#### Stated problem
Write out the listing below from the line containing "For the mapping pass, tag each instance of the sculpted" to its last line, unaltered, ends included.
— Start —
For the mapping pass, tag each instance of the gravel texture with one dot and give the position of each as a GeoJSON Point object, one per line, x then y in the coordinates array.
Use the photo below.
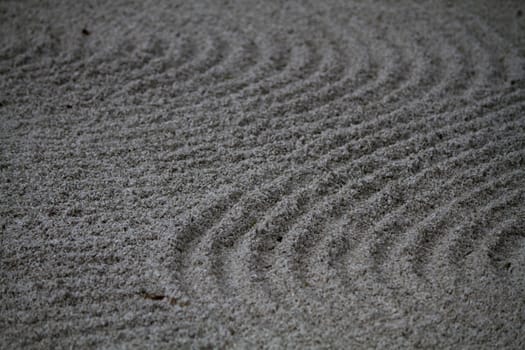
{"type": "Point", "coordinates": [262, 174]}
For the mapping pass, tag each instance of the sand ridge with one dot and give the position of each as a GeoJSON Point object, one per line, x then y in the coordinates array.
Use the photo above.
{"type": "Point", "coordinates": [240, 174]}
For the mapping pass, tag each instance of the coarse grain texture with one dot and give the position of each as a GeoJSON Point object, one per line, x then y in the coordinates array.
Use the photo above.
{"type": "Point", "coordinates": [262, 174]}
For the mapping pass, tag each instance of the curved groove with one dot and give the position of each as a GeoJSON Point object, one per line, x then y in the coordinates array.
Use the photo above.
{"type": "Point", "coordinates": [437, 215]}
{"type": "Point", "coordinates": [298, 209]}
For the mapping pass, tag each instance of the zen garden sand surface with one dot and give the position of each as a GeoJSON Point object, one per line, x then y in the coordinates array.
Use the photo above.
{"type": "Point", "coordinates": [262, 174]}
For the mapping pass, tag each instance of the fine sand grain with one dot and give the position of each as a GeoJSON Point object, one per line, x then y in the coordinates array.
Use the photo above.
{"type": "Point", "coordinates": [262, 174]}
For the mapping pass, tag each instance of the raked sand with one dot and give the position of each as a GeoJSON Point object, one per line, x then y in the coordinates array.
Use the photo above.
{"type": "Point", "coordinates": [262, 174]}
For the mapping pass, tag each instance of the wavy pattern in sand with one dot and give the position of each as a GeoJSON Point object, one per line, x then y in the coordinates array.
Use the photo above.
{"type": "Point", "coordinates": [318, 173]}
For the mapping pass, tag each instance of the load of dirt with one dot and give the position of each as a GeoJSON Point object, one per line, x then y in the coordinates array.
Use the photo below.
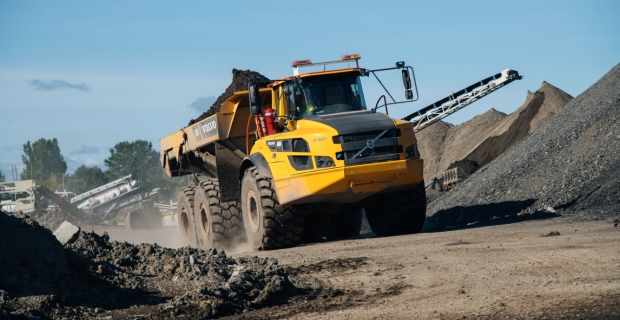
{"type": "Point", "coordinates": [92, 274]}
{"type": "Point", "coordinates": [240, 82]}
{"type": "Point", "coordinates": [473, 144]}
{"type": "Point", "coordinates": [570, 164]}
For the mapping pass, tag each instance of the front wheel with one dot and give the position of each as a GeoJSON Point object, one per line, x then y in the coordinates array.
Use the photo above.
{"type": "Point", "coordinates": [185, 216]}
{"type": "Point", "coordinates": [218, 223]}
{"type": "Point", "coordinates": [398, 213]}
{"type": "Point", "coordinates": [268, 224]}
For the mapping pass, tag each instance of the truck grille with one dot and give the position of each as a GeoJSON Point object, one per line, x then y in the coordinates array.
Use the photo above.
{"type": "Point", "coordinates": [385, 148]}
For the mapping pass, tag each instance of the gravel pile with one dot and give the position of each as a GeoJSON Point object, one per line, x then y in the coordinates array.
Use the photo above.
{"type": "Point", "coordinates": [240, 82]}
{"type": "Point", "coordinates": [92, 275]}
{"type": "Point", "coordinates": [570, 164]}
{"type": "Point", "coordinates": [478, 141]}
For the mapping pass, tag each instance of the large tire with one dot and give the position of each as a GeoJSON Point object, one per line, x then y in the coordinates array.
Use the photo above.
{"type": "Point", "coordinates": [268, 224]}
{"type": "Point", "coordinates": [398, 213]}
{"type": "Point", "coordinates": [185, 217]}
{"type": "Point", "coordinates": [322, 226]}
{"type": "Point", "coordinates": [218, 223]}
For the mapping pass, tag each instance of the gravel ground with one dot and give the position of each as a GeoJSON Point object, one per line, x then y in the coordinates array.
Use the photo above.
{"type": "Point", "coordinates": [43, 279]}
{"type": "Point", "coordinates": [571, 164]}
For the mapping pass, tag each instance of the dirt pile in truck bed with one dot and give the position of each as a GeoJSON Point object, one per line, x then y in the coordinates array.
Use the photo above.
{"type": "Point", "coordinates": [93, 274]}
{"type": "Point", "coordinates": [571, 164]}
{"type": "Point", "coordinates": [240, 81]}
{"type": "Point", "coordinates": [478, 141]}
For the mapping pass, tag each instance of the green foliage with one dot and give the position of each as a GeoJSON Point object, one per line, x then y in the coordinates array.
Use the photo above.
{"type": "Point", "coordinates": [85, 178]}
{"type": "Point", "coordinates": [139, 158]}
{"type": "Point", "coordinates": [43, 162]}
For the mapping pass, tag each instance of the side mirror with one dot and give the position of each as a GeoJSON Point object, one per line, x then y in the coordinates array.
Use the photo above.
{"type": "Point", "coordinates": [254, 95]}
{"type": "Point", "coordinates": [406, 79]}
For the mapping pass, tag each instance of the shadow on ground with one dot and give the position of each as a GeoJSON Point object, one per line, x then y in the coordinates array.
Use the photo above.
{"type": "Point", "coordinates": [459, 217]}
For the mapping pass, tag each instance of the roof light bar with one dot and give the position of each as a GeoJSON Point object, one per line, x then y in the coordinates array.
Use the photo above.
{"type": "Point", "coordinates": [308, 63]}
{"type": "Point", "coordinates": [300, 63]}
{"type": "Point", "coordinates": [354, 56]}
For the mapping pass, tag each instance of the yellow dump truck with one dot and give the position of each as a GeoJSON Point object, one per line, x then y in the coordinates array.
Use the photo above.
{"type": "Point", "coordinates": [299, 158]}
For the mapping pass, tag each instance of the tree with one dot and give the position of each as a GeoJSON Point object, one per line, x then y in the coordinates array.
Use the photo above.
{"type": "Point", "coordinates": [43, 160]}
{"type": "Point", "coordinates": [85, 178]}
{"type": "Point", "coordinates": [136, 157]}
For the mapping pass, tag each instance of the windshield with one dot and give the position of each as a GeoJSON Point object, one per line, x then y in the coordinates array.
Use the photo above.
{"type": "Point", "coordinates": [326, 95]}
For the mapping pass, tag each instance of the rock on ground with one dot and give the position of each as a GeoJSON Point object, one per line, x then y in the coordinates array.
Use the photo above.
{"type": "Point", "coordinates": [570, 163]}
{"type": "Point", "coordinates": [478, 141]}
{"type": "Point", "coordinates": [93, 274]}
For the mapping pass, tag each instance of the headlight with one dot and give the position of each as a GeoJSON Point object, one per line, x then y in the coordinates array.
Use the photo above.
{"type": "Point", "coordinates": [324, 161]}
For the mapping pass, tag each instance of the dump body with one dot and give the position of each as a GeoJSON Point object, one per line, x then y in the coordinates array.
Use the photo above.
{"type": "Point", "coordinates": [218, 147]}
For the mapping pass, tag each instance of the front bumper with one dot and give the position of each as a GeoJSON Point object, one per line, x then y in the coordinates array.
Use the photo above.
{"type": "Point", "coordinates": [349, 184]}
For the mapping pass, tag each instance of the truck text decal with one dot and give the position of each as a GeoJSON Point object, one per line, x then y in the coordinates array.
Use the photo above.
{"type": "Point", "coordinates": [205, 129]}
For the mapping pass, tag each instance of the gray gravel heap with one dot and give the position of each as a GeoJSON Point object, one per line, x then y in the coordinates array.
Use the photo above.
{"type": "Point", "coordinates": [571, 164]}
{"type": "Point", "coordinates": [48, 280]}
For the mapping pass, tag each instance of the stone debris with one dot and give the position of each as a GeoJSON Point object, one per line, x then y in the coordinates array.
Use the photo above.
{"type": "Point", "coordinates": [94, 272]}
{"type": "Point", "coordinates": [570, 163]}
{"type": "Point", "coordinates": [67, 232]}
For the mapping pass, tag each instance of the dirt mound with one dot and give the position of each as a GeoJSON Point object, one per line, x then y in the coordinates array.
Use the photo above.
{"type": "Point", "coordinates": [570, 164]}
{"type": "Point", "coordinates": [93, 274]}
{"type": "Point", "coordinates": [240, 82]}
{"type": "Point", "coordinates": [537, 109]}
{"type": "Point", "coordinates": [478, 141]}
{"type": "Point", "coordinates": [443, 144]}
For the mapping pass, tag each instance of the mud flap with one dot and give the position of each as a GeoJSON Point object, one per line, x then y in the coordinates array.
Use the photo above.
{"type": "Point", "coordinates": [139, 219]}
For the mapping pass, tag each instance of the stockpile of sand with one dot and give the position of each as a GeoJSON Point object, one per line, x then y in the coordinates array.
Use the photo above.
{"type": "Point", "coordinates": [478, 141]}
{"type": "Point", "coordinates": [240, 82]}
{"type": "Point", "coordinates": [50, 280]}
{"type": "Point", "coordinates": [571, 163]}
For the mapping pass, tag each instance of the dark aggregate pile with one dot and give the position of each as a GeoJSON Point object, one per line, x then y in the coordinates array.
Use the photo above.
{"type": "Point", "coordinates": [240, 81]}
{"type": "Point", "coordinates": [92, 275]}
{"type": "Point", "coordinates": [571, 164]}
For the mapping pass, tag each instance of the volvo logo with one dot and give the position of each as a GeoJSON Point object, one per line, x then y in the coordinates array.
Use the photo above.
{"type": "Point", "coordinates": [370, 144]}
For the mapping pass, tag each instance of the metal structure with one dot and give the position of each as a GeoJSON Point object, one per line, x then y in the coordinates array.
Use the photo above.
{"type": "Point", "coordinates": [427, 116]}
{"type": "Point", "coordinates": [17, 196]}
{"type": "Point", "coordinates": [99, 204]}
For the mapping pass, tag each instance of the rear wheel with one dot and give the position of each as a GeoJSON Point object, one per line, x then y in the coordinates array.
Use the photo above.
{"type": "Point", "coordinates": [218, 223]}
{"type": "Point", "coordinates": [268, 224]}
{"type": "Point", "coordinates": [185, 215]}
{"type": "Point", "coordinates": [397, 213]}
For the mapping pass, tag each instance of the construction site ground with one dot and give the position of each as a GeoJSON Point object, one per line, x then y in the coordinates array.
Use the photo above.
{"type": "Point", "coordinates": [555, 267]}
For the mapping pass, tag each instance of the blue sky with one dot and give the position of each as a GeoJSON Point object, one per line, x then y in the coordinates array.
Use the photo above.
{"type": "Point", "coordinates": [94, 73]}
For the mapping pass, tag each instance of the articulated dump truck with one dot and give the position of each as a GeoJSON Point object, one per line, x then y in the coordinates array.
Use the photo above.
{"type": "Point", "coordinates": [297, 160]}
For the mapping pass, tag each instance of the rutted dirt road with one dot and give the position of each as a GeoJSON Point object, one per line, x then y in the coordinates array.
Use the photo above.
{"type": "Point", "coordinates": [501, 271]}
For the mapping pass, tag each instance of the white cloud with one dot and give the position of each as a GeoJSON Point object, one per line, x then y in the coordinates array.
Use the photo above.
{"type": "Point", "coordinates": [52, 85]}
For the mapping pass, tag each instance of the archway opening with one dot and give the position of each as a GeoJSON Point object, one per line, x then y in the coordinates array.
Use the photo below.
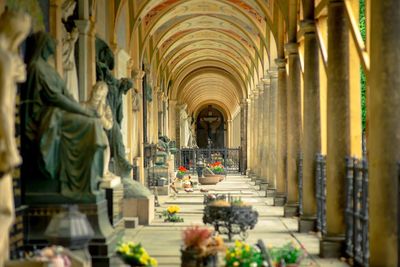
{"type": "Point", "coordinates": [210, 128]}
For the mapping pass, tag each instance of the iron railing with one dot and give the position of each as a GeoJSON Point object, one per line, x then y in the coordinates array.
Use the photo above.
{"type": "Point", "coordinates": [320, 177]}
{"type": "Point", "coordinates": [229, 157]}
{"type": "Point", "coordinates": [356, 213]}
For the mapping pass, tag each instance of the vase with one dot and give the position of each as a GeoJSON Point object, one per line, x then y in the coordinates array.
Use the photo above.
{"type": "Point", "coordinates": [191, 258]}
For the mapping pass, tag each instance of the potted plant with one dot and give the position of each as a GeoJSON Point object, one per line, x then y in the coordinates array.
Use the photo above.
{"type": "Point", "coordinates": [286, 255]}
{"type": "Point", "coordinates": [135, 255]}
{"type": "Point", "coordinates": [200, 247]}
{"type": "Point", "coordinates": [243, 255]}
{"type": "Point", "coordinates": [181, 172]}
{"type": "Point", "coordinates": [170, 214]}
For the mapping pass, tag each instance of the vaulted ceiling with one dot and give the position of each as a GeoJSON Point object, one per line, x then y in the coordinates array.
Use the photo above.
{"type": "Point", "coordinates": [206, 51]}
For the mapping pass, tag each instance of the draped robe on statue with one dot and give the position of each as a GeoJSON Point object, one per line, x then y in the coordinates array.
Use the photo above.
{"type": "Point", "coordinates": [66, 139]}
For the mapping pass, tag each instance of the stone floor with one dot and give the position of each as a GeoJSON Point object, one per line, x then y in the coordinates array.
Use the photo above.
{"type": "Point", "coordinates": [163, 240]}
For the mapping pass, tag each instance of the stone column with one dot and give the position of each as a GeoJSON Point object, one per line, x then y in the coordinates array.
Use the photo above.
{"type": "Point", "coordinates": [137, 109]}
{"type": "Point", "coordinates": [243, 134]}
{"type": "Point", "coordinates": [312, 123]}
{"type": "Point", "coordinates": [252, 134]}
{"type": "Point", "coordinates": [272, 133]}
{"type": "Point", "coordinates": [258, 127]}
{"type": "Point", "coordinates": [265, 126]}
{"type": "Point", "coordinates": [383, 134]}
{"type": "Point", "coordinates": [281, 181]}
{"type": "Point", "coordinates": [55, 13]}
{"type": "Point", "coordinates": [230, 134]}
{"type": "Point", "coordinates": [84, 26]}
{"type": "Point", "coordinates": [293, 129]}
{"type": "Point", "coordinates": [338, 127]}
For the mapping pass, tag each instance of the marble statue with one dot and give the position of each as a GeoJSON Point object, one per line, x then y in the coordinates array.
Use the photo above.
{"type": "Point", "coordinates": [116, 89]}
{"type": "Point", "coordinates": [98, 103]}
{"type": "Point", "coordinates": [14, 27]}
{"type": "Point", "coordinates": [68, 42]}
{"type": "Point", "coordinates": [63, 140]}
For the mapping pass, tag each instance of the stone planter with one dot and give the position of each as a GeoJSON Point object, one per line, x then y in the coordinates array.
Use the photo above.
{"type": "Point", "coordinates": [209, 180]}
{"type": "Point", "coordinates": [190, 258]}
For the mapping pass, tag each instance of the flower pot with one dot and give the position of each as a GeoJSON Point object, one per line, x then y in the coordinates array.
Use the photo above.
{"type": "Point", "coordinates": [191, 258]}
{"type": "Point", "coordinates": [209, 180]}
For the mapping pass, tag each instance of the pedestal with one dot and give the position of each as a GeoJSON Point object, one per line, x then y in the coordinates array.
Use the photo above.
{"type": "Point", "coordinates": [307, 224]}
{"type": "Point", "coordinates": [291, 210]}
{"type": "Point", "coordinates": [332, 246]}
{"type": "Point", "coordinates": [101, 247]}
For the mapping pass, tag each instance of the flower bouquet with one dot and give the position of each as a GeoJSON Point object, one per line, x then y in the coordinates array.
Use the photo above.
{"type": "Point", "coordinates": [287, 255]}
{"type": "Point", "coordinates": [217, 168]}
{"type": "Point", "coordinates": [243, 255]}
{"type": "Point", "coordinates": [135, 255]}
{"type": "Point", "coordinates": [200, 247]}
{"type": "Point", "coordinates": [171, 214]}
{"type": "Point", "coordinates": [181, 172]}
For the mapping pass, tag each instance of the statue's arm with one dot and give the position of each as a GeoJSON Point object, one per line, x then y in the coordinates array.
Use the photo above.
{"type": "Point", "coordinates": [56, 98]}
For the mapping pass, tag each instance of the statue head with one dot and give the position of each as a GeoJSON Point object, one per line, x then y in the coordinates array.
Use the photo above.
{"type": "Point", "coordinates": [126, 85]}
{"type": "Point", "coordinates": [14, 27]}
{"type": "Point", "coordinates": [68, 7]}
{"type": "Point", "coordinates": [99, 93]}
{"type": "Point", "coordinates": [40, 45]}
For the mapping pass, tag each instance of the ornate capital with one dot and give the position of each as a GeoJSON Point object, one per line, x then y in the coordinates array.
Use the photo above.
{"type": "Point", "coordinates": [307, 26]}
{"type": "Point", "coordinates": [292, 48]}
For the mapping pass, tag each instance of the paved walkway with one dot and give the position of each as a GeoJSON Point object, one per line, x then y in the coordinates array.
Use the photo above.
{"type": "Point", "coordinates": [163, 240]}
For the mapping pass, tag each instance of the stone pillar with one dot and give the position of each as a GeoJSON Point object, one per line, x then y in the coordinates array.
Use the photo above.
{"type": "Point", "coordinates": [55, 20]}
{"type": "Point", "coordinates": [281, 178]}
{"type": "Point", "coordinates": [383, 132]}
{"type": "Point", "coordinates": [264, 124]}
{"type": "Point", "coordinates": [252, 133]}
{"type": "Point", "coordinates": [258, 127]}
{"type": "Point", "coordinates": [272, 133]}
{"type": "Point", "coordinates": [293, 129]}
{"type": "Point", "coordinates": [338, 120]}
{"type": "Point", "coordinates": [312, 123]}
{"type": "Point", "coordinates": [137, 106]}
{"type": "Point", "coordinates": [230, 133]}
{"type": "Point", "coordinates": [84, 27]}
{"type": "Point", "coordinates": [243, 134]}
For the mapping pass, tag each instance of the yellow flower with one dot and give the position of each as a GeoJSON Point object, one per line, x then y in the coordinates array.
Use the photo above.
{"type": "Point", "coordinates": [153, 262]}
{"type": "Point", "coordinates": [173, 209]}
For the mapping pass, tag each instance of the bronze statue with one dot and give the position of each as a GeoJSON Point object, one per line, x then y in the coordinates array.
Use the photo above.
{"type": "Point", "coordinates": [116, 89]}
{"type": "Point", "coordinates": [63, 141]}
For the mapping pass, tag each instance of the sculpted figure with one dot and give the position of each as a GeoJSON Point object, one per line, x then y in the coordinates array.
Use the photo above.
{"type": "Point", "coordinates": [116, 89]}
{"type": "Point", "coordinates": [68, 40]}
{"type": "Point", "coordinates": [98, 103]}
{"type": "Point", "coordinates": [14, 27]}
{"type": "Point", "coordinates": [63, 140]}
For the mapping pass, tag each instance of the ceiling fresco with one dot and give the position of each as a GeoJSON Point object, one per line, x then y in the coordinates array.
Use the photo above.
{"type": "Point", "coordinates": [229, 38]}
— End —
#### Solution to this task
For the mapping pass, tag each instance of the sculpted figure with one dot and give the position of each as a GeoJSON Point object, one per line, x then y in the coordinates array.
Use the photo above.
{"type": "Point", "coordinates": [116, 89]}
{"type": "Point", "coordinates": [68, 40]}
{"type": "Point", "coordinates": [98, 103]}
{"type": "Point", "coordinates": [14, 27]}
{"type": "Point", "coordinates": [63, 140]}
For the mapping pass, tag each instance of the ceiling fresco with one dot and give the position of each as a GeoJSON Point object, one per line, x then y in the coordinates array.
Use the photo above.
{"type": "Point", "coordinates": [229, 38]}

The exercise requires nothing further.